## Textauszug
^^^^^^^^^^^^^^^^
Sicherheit. Laut der vorliegenden Punktation fließt ungleich mehr Geld in die Sicherheit als bisher. Das Innenministerium darf sich über ein Plus von 250 Millionen Euro freuen, das Verteidigungsministerium erhält 2018 und 2019 um 150 Millionen Euro mehr. Für das Grenzmanagement werden zusätzliche 146 Millionen Euro veranschlagt, gesichert ist auch der Fortbestand des Sicherheitspakets in Höhe von 450 Millionen Euro. Im Verteidigungsminister zweifelt man die optimistische Sicht der Dinge an. Wichtige Investitionen müssten nun zurückgestellt werden.Vor allem der Anstieg der Personalkosten macht dem Heer zu schaffen.

Pflege. Bis 2022 gibt es um 860 Millionen Euro mehr für Pflege und Soziales. Eingerechnet sind die Mehrausgaben, die die Bundesländer durch den Wegfall des Pflegeregress leisten müssen. Beim AMS sind allerdings deutliche Kürzungen vorgesehen.
^^^^^^^^^^^^^^^^
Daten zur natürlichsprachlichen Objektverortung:
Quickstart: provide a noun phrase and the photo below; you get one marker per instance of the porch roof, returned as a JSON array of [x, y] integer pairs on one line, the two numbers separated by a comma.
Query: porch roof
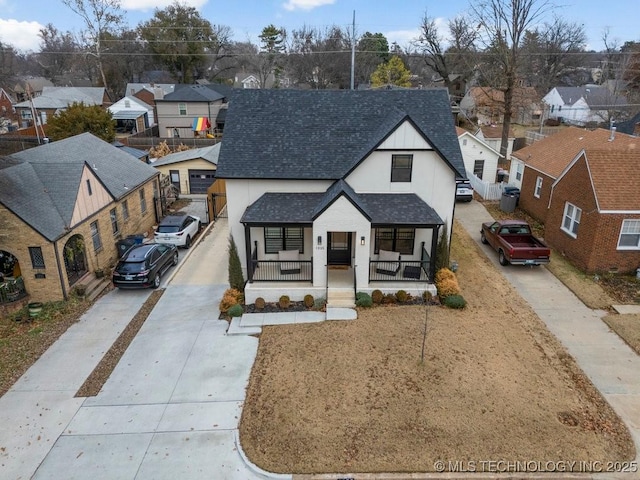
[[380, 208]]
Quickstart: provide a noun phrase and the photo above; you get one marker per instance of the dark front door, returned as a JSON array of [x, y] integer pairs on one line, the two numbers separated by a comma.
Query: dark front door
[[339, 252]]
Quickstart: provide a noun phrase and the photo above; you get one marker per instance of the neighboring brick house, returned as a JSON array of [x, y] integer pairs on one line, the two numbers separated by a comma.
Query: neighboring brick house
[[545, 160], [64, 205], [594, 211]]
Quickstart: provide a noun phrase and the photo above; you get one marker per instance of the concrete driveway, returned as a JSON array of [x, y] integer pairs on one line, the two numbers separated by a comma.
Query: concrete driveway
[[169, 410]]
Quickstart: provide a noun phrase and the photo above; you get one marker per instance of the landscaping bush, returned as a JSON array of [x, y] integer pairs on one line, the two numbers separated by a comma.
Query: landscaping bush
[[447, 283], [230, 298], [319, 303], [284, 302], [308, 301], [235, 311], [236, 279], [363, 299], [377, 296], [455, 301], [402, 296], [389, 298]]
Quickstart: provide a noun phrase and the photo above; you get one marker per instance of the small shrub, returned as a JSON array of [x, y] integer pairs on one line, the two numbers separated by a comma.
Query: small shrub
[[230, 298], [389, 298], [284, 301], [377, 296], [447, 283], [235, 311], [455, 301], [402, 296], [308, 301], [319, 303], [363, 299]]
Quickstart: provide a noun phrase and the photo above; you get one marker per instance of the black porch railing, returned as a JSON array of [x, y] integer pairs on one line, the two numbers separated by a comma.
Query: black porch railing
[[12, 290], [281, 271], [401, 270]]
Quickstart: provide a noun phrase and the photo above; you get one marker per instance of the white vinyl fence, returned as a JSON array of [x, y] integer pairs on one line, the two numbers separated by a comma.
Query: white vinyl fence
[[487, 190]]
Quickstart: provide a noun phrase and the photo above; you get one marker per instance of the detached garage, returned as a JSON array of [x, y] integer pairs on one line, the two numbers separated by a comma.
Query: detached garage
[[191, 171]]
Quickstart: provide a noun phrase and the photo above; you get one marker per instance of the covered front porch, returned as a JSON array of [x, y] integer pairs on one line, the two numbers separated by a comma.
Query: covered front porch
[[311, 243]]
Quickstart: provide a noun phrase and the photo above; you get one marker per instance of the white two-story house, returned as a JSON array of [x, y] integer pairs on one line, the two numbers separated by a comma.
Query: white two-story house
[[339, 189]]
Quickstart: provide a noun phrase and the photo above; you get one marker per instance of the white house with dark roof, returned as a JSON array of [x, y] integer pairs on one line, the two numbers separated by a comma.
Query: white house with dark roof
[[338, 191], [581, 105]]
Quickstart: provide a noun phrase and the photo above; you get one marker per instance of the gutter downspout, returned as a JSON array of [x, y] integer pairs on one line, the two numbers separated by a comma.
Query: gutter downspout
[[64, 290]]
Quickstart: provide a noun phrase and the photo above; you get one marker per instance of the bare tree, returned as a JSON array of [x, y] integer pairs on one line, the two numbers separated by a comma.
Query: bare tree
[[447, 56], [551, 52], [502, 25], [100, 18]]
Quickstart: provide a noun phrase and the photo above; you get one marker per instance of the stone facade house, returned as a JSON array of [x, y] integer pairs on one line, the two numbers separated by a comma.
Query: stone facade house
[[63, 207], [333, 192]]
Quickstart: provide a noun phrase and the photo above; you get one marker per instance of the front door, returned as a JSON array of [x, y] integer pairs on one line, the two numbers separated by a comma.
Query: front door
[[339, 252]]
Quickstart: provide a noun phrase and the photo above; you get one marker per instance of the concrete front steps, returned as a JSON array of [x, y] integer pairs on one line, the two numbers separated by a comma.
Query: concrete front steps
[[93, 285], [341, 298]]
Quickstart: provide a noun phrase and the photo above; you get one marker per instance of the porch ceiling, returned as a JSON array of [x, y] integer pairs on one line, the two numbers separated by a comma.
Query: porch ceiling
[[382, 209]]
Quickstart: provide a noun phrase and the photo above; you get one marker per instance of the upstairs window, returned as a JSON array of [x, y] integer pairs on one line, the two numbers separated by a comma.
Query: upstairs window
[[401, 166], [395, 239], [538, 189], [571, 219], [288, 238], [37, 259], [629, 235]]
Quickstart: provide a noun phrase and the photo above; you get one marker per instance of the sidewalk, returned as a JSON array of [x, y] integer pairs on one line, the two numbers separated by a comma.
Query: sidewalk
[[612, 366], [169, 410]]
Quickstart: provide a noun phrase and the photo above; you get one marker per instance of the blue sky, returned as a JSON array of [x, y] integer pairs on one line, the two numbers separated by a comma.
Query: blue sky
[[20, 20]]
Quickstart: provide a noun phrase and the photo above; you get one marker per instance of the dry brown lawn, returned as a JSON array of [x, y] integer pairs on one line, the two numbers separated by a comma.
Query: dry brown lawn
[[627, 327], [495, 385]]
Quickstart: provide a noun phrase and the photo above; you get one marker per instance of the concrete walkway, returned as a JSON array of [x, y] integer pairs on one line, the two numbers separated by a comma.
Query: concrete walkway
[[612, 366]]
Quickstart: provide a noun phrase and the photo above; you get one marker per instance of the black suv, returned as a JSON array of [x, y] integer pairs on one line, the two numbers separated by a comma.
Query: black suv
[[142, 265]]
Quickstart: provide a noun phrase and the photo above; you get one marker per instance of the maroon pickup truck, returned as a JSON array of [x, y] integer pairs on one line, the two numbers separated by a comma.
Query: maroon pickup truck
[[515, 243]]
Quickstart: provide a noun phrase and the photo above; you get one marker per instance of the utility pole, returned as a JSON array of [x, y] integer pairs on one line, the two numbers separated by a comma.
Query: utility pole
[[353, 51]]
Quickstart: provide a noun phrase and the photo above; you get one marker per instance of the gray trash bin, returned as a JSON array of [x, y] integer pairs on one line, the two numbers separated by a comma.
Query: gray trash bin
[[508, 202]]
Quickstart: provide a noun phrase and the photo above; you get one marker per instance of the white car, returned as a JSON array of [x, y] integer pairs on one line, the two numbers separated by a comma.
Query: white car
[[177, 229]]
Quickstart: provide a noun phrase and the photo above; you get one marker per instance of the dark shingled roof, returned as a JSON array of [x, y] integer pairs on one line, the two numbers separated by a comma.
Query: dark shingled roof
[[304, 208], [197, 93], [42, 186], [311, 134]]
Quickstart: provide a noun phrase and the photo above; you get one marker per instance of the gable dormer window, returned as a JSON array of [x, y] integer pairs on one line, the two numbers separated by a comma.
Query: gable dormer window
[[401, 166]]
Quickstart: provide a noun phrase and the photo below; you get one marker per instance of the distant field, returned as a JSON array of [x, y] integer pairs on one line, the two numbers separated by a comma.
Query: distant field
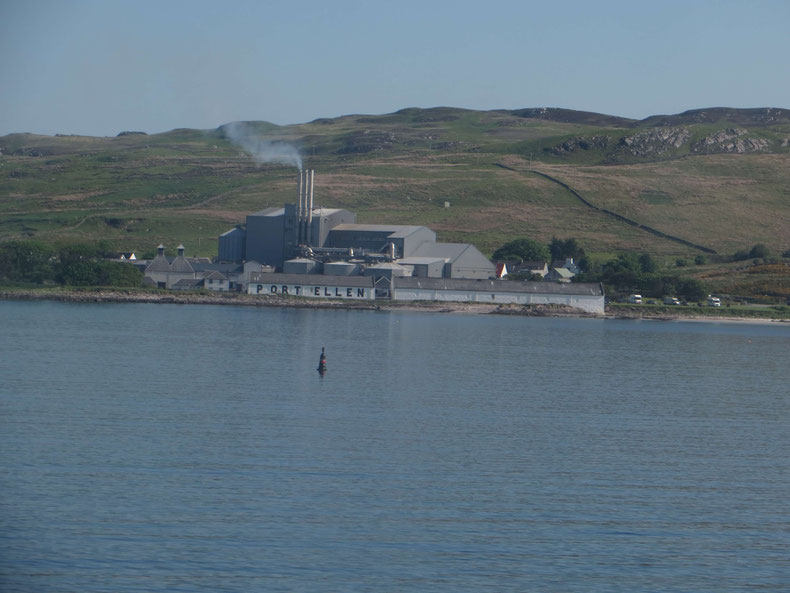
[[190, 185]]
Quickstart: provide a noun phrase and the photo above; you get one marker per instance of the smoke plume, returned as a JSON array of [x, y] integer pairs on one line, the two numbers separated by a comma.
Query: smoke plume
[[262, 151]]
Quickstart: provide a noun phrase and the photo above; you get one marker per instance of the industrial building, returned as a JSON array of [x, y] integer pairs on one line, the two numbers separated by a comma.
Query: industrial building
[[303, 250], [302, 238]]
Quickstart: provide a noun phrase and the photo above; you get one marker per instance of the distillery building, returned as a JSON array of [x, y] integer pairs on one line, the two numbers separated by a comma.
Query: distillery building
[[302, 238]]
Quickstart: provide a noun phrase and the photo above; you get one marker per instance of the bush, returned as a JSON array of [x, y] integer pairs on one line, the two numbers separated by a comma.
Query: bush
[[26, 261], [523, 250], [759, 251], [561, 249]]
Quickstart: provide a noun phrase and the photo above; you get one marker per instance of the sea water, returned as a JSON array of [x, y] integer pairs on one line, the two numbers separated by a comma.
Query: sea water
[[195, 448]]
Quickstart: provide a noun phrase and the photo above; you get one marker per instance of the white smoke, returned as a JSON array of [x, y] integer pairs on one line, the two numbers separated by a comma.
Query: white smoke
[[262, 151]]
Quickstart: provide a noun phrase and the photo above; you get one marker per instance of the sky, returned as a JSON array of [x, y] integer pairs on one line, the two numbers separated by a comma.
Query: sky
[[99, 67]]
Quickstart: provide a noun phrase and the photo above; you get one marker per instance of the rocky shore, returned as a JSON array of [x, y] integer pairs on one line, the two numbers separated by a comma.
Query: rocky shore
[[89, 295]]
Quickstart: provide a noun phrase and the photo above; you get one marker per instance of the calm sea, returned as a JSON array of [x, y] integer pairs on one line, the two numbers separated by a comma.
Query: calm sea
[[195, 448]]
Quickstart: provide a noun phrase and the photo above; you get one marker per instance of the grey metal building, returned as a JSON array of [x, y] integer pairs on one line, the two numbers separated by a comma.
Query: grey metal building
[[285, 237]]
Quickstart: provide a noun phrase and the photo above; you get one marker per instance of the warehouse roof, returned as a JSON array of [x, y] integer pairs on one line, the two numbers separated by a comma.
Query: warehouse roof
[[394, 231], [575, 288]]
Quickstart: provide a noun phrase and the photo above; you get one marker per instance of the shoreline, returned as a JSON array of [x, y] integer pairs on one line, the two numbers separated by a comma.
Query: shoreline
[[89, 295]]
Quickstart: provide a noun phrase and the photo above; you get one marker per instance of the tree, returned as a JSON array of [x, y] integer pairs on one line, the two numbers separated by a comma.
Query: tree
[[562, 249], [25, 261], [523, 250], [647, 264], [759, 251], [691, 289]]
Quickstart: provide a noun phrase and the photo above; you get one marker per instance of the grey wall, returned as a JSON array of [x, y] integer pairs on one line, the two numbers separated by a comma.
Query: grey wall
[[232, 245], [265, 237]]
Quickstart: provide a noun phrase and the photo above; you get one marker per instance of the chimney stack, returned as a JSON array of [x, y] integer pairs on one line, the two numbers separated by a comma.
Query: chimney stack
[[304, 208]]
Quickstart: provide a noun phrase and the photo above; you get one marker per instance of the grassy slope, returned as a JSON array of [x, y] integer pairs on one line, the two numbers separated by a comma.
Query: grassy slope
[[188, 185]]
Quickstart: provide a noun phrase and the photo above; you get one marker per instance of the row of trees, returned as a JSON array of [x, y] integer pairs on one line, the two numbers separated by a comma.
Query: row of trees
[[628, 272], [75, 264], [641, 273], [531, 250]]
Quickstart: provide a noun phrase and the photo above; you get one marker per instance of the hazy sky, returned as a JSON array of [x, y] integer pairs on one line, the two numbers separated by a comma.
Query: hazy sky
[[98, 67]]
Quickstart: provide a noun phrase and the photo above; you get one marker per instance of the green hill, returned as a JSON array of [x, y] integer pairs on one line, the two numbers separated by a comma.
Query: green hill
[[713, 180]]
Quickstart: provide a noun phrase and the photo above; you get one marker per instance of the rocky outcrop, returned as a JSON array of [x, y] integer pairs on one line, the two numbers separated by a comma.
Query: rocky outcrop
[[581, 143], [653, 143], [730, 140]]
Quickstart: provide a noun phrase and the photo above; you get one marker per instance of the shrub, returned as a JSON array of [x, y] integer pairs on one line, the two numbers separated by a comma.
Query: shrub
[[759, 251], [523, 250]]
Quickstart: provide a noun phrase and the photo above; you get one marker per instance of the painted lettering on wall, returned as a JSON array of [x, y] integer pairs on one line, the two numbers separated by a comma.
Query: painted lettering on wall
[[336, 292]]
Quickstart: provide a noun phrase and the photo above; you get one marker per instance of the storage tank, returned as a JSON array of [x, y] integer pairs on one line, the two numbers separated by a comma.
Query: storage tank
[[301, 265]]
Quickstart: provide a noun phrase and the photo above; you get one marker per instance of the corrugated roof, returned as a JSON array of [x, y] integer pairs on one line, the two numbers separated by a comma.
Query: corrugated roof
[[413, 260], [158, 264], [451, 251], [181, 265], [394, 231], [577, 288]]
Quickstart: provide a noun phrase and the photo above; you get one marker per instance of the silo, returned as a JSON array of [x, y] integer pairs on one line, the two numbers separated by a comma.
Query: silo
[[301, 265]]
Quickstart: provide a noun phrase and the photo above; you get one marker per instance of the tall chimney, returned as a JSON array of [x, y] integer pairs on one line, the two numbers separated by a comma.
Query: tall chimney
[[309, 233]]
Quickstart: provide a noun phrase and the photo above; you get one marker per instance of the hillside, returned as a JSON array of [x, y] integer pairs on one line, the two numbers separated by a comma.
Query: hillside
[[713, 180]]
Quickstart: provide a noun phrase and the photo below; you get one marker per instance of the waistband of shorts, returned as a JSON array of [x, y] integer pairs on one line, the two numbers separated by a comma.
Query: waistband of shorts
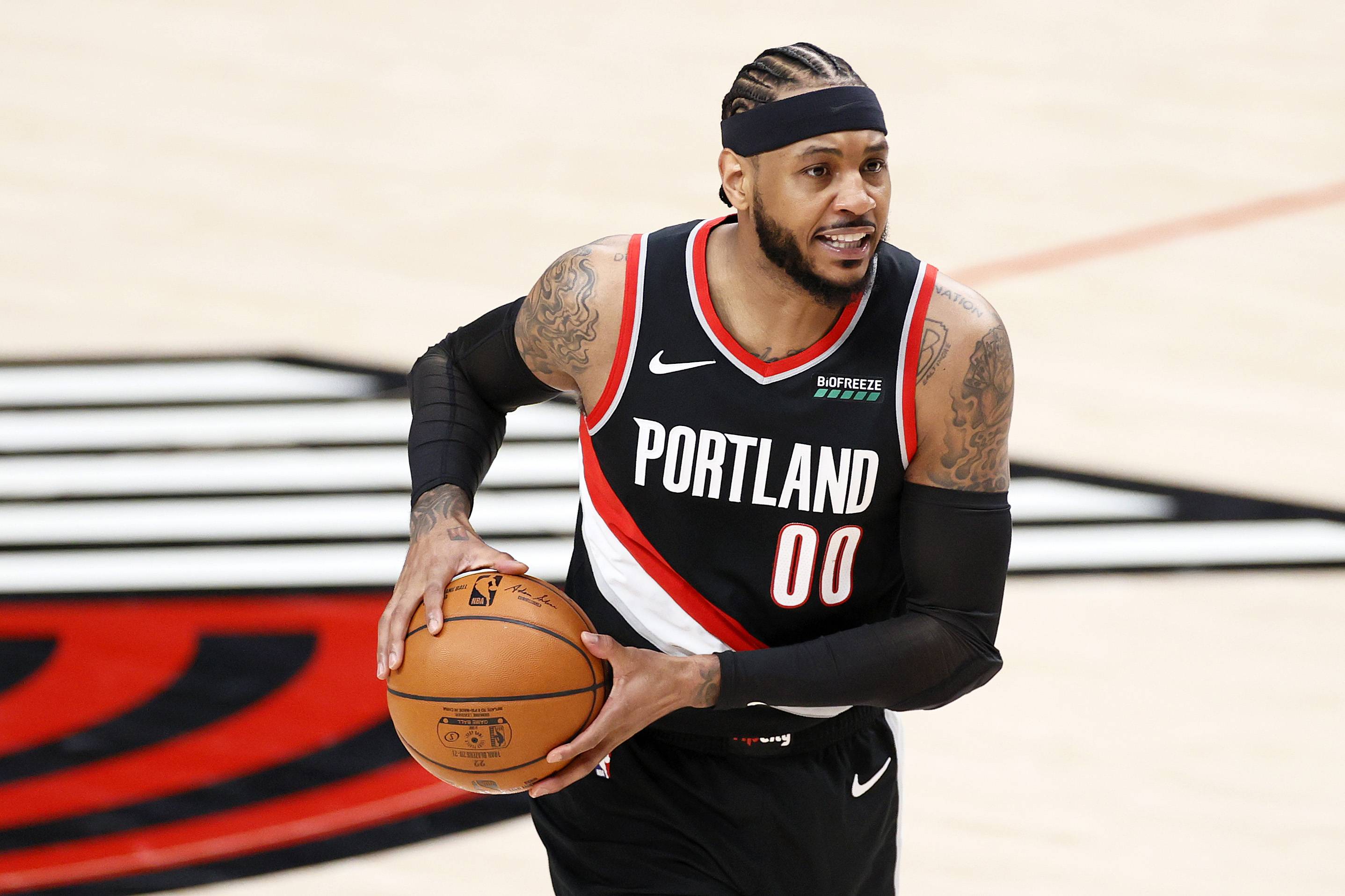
^^^^^^^^^^^^^^^^
## Aufgabe 1
Stimmen die Aussagen (a) bis (c) mit dem Textauszug überein? Antworten Sie jeweils mit Ja oder Nein und zitieren Sie die entscheidenden Worte wörtlich.
(a) Das Verteidigungsministerium erhält 2018 und 2019 um 250 Millionen Euro mehr.
(b) Für das Grenzmanagement werden zusätzlich 146 Millionen Euro veranschlagt.
(c) Beim AMS sind Mehrausgaben vorgesehen.
## Aufgabe 2
Beantworten Sie anhand des Textauszugs diese Fragen:
(a) Um welchen Betrag erhält das Innenministerium mehr?
(b) In welcher Höhe ist der Fortbestand des Sicherheitspakets gesichert?
(c) Bis zu welchem Jahr gibt es um 860 Millionen Euro mehr für Pflege und Soziales?
## Aufgabe 3
Fassen Sie den Absatz des Textauszugs, der mit „Pflege. Bis 2022“ beginnt, als Stichpunktliste zusammen und behalten Sie dabei seine wesentlichen Fakten bei.
Die Zeilen spielen hierfür keine Rolle.

## Antwort 1
(a) Nein: „das Verteidigungsministerium erhält 2018 und 2019 um 150 Millionen Euro mehr“
(b) Ja: „Für das Grenzmanagement werden zusätzliche 146 Millionen Euro veranschlagt“
(c) Nein: „Beim AMS sind allerdings deutliche Kürzungen vorgesehen.“

## Antwort 2
(a) Um 250 Millionen Euro.
(b) In Höhe von 450 Millionen Euro.
(c) Bis 2022.

## Antwort 3
- Bis 2022: 860 Millionen Euro mehr für Pflege und Soziales
- Darin eingerechnet: Mehrausgaben der Bundesländer durch den Wegfall des Pflegeregresses
- AMS: deutliche Kürzungen vorgesehen